#### Referring expression pointing data:
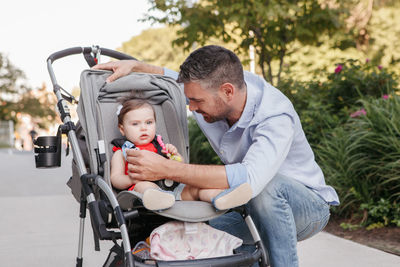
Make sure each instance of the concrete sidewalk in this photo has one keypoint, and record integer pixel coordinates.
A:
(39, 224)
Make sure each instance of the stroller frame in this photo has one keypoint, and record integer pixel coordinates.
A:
---
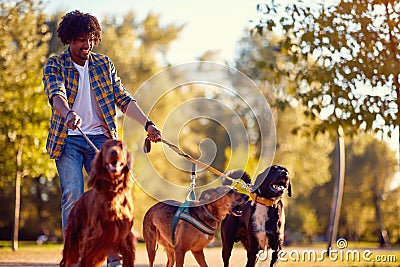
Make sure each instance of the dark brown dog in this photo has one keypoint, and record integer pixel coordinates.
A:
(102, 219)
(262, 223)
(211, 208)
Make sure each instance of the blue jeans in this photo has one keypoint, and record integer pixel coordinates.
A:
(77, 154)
...
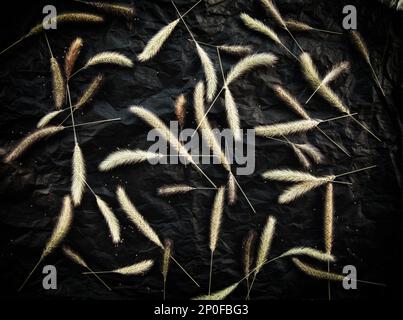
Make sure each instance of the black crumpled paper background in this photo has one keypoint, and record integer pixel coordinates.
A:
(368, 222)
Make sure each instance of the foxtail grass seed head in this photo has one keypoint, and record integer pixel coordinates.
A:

#### Work item:
From the entries above, copy each line holding "record".

#### Answer for the task:
Make sure each instance of the concrete sidewalk in this photo has one keypoint, and record integer pixel coordinates.
Make sure each instance of the stroller frame in this photo has one keypoint, and record integer pixel coordinates.
Make sure each instance of the dark brown dog in this photo has one keypoint, and record integer pixel coordinates.
Make sure each instance of the blue jeans in this photo has one keypoint, and record integer pixel coordinates.
Make sure each instance of the black crumpled paper background in this photo has one keypoint, and record integer pixel coordinates.
Make sure each instance of the foxtail grass seed head in this photo has one keypoint, and record integer pixel coordinates.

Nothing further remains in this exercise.